WHAT YOU HAVE TO DO -
Emit the entire listing verbatim.

RECORDS FOR PROCESSING -
--------------------------------------------------
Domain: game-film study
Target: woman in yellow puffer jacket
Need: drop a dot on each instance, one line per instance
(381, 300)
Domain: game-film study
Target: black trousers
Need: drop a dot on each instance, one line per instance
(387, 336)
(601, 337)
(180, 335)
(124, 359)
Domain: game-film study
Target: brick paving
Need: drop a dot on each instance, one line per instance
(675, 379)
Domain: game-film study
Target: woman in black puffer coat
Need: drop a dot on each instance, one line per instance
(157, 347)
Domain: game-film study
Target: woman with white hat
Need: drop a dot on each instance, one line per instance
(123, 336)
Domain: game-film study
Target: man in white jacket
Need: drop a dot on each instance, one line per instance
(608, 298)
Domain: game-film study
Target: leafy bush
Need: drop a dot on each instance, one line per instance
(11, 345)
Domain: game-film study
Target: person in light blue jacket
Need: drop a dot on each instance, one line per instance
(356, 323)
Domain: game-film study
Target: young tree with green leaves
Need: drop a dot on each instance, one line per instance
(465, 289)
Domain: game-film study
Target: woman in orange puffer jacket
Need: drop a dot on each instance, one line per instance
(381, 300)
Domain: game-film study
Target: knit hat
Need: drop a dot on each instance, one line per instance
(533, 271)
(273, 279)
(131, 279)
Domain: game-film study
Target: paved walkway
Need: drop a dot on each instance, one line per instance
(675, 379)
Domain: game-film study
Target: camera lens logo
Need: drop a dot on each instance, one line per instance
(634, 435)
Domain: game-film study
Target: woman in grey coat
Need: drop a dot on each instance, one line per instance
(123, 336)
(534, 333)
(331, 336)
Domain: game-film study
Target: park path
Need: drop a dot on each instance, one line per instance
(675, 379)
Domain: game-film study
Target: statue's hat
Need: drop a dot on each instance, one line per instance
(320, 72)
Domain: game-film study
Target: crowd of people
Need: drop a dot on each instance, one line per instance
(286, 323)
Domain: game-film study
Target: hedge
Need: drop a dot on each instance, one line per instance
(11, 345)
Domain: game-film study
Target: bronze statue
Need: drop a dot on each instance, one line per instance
--------------------------------------------------
FULL ANSWER -
Domain: game-film study
Target: woman in yellow puffer jacket
Need: drop a dot on each instance, one line per instance
(381, 300)
Domain: game-film study
Target: black trousers
Need: drop a dot on each instance, one line per instance
(387, 336)
(601, 337)
(180, 335)
(124, 359)
Domain: game-film study
Target: brick paving
Need: drop a dot on each instance, one line per instance
(675, 379)
Domain: game-film study
Target: woman in black puffer coat
Need: drop a dot on each instance, one line per instance
(157, 347)
Domain: game-film study
Target: woman with white hat
Need: drop a dot on each instance, one line per instance
(123, 336)
Domain: game-film study
Target: man in white jacket
Need: drop a dot on each instance, one line per instance
(608, 298)
Domain: game-film study
Target: leafy bush
Need: drop a dot on each instance, one line per instance
(11, 345)
Domain: game-film study
Target: person in light blue jacket
Need: drop a dot on each instance, one line per instance
(356, 323)
Domain: game-film study
Target: young tree with green leaves
Need: drop a dot on each instance, one line per instance
(465, 289)
Domain: game-film study
Target: woman in orange puffer jacket
Need: drop a dot on each instance, one line per instance
(381, 300)
Domain: game-film study
Target: knit hat
Need: drop a dot on each instance, one line per instance
(533, 271)
(273, 279)
(131, 279)
Domain: game-film study
Target: paved walkway
Need: drop a dot on each instance, one line per instance
(675, 379)
Domain: game-film study
Target: camera lens logo
Need: drop a dot on each instance, one line per instance
(634, 435)
Domain: game-film study
Target: woman in grey coat
Need: drop a dot on each instance, one line per instance
(123, 336)
(534, 333)
(331, 336)
Domain: game-film study
Target: park path
Need: drop a dot on each instance, one line per instance
(675, 379)
Domain: game-film study
Target: statue's hat
Need: drop a dot on each instance, one line per instance
(320, 72)
Domain: game-film study
Target: crowd of people
Need: drop a dot on each instance, one line per instance
(286, 323)
Domain: game-film study
Target: hedge
Need: drop a dot on each instance, one line per instance
(11, 345)
Domain: game-film study
Target: bronze statue
Need: drop a dot on each instance, one line per instance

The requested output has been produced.